**STATED GOAL**
Reproduce the material from its first line through the line holding "[[276, 51]]", inclusive, swapping "formatted like" for "written as" and keeping everything else unchanged. Leave the pictures out of your answer.
━━━━━ EXERCISE MATERIAL ━━━━━
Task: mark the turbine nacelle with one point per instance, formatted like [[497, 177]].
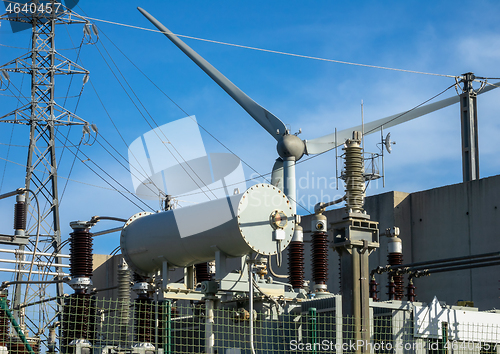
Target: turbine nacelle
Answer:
[[290, 145]]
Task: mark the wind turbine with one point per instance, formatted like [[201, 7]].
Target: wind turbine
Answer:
[[290, 147]]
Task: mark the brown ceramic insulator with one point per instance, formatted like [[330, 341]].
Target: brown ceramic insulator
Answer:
[[410, 294], [392, 290], [144, 324], [340, 272], [20, 216], [397, 259], [81, 253], [202, 272], [296, 264], [320, 257], [140, 278], [373, 289], [4, 326], [15, 346], [79, 318]]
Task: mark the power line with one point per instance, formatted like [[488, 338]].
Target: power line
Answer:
[[276, 51]]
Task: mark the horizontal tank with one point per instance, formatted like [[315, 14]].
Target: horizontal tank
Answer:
[[236, 225]]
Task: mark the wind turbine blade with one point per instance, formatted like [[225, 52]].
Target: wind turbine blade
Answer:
[[327, 142], [266, 119]]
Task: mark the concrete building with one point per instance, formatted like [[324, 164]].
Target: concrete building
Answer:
[[451, 221]]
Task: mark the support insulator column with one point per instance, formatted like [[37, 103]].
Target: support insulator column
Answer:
[[319, 253], [394, 258], [202, 272], [392, 288], [80, 256], [353, 175], [123, 298], [296, 259], [20, 215], [4, 324], [143, 308], [373, 289], [411, 290]]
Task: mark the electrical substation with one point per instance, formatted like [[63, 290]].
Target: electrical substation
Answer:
[[390, 273]]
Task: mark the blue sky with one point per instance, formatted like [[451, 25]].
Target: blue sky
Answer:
[[446, 37]]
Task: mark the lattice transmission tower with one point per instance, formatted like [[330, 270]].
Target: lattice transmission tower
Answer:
[[38, 245]]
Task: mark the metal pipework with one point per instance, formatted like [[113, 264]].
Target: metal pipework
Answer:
[[259, 220]]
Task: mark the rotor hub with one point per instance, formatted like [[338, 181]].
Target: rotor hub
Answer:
[[291, 145]]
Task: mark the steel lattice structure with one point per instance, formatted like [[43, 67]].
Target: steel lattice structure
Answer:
[[37, 254]]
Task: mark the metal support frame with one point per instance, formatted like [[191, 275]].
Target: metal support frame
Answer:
[[42, 114], [355, 239]]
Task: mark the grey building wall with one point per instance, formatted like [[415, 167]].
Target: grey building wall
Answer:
[[451, 221]]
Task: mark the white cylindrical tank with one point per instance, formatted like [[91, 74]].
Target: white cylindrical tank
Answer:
[[236, 225]]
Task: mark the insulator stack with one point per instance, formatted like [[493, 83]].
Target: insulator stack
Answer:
[[296, 264], [144, 324], [123, 298], [410, 294], [202, 272], [397, 259], [140, 278], [79, 319], [20, 213], [340, 273], [320, 258], [373, 289], [81, 253], [392, 289], [4, 325], [353, 174], [15, 346], [123, 282]]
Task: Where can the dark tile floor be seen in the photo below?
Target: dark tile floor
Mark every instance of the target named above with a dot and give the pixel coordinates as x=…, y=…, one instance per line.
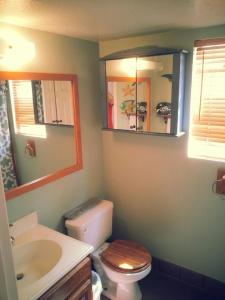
x=158, y=286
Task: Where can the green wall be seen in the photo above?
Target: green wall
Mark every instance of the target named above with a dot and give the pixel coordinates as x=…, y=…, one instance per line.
x=162, y=198
x=60, y=54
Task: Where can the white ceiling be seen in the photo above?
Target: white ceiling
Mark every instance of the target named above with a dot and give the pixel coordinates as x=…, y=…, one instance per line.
x=107, y=19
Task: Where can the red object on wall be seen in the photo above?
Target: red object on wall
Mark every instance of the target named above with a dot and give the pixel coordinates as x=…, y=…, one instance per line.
x=220, y=183
x=109, y=117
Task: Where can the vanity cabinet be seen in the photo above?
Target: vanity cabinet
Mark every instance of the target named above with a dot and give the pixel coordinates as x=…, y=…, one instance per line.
x=143, y=90
x=75, y=285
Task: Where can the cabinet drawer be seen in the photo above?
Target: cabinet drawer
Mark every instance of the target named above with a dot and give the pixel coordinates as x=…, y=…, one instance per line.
x=70, y=283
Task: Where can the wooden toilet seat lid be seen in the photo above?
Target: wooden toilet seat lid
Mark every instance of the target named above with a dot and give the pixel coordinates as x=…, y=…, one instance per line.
x=126, y=256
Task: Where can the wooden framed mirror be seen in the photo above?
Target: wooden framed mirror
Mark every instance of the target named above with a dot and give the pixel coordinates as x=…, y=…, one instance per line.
x=40, y=131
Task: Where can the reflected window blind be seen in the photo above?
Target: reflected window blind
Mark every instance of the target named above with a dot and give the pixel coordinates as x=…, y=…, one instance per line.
x=22, y=102
x=207, y=128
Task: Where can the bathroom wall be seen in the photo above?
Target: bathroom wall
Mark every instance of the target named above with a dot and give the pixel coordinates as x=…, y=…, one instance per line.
x=55, y=152
x=162, y=198
x=61, y=54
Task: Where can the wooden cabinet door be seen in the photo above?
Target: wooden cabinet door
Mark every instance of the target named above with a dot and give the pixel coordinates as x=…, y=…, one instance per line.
x=75, y=285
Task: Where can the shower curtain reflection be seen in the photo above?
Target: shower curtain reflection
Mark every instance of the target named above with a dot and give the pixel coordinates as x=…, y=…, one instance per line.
x=6, y=154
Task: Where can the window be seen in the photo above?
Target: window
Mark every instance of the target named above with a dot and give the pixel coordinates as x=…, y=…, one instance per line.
x=207, y=123
x=21, y=96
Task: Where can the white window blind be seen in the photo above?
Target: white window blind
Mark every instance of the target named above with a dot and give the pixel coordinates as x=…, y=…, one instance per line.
x=207, y=126
x=23, y=109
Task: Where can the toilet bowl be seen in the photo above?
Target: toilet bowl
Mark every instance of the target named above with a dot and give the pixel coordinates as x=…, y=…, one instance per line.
x=120, y=264
x=121, y=282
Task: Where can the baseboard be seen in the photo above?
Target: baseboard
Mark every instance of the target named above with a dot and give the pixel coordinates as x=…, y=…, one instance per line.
x=191, y=278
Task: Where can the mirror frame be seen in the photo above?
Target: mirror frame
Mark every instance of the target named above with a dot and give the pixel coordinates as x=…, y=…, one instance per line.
x=178, y=86
x=27, y=187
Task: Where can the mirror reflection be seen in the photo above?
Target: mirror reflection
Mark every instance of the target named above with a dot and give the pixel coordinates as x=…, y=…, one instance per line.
x=139, y=93
x=37, y=130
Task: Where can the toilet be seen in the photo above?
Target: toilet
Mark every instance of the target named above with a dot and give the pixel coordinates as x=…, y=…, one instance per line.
x=121, y=263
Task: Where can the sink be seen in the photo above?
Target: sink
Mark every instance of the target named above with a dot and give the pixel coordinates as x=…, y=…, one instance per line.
x=35, y=259
x=42, y=256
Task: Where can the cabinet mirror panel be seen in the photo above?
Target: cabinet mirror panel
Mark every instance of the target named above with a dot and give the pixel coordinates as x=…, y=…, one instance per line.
x=143, y=90
x=39, y=124
x=139, y=92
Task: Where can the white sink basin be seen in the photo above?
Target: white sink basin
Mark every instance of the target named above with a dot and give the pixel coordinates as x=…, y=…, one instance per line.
x=42, y=256
x=35, y=259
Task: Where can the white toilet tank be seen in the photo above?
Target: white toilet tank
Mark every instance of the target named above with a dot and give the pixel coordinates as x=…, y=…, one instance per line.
x=92, y=224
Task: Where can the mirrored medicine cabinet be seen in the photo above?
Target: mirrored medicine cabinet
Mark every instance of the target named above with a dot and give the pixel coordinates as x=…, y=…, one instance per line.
x=40, y=131
x=143, y=90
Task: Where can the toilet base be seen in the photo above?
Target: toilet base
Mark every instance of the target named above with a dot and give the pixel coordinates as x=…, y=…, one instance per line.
x=125, y=291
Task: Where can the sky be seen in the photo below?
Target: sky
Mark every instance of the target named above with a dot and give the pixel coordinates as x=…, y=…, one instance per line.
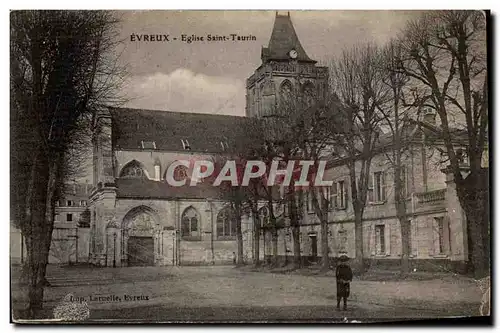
━━━━━
**ANSWER TO THE TASK**
Task: mark the turbine nacelle with one point per instance, written as [[497, 177]].
Target: turbine nacelle
Answer:
[[290, 145]]
Task: mark the wind turbine with one point per instance, written as [[201, 7]].
Target: wind turbine
Answer:
[[290, 147]]
Task: mark the brown ceramic insulator with one point per instance, written as [[330, 341]].
Target: brown ceramic insulator
Answer:
[[410, 294], [392, 290], [144, 324], [340, 272], [20, 216], [397, 259], [81, 253], [202, 272], [296, 264], [320, 257], [140, 278], [373, 289], [4, 326], [15, 346], [79, 318]]
Task: mark the power line with one point per instance, written as [[488, 338]].
Target: power line
Answer:
[[276, 51]]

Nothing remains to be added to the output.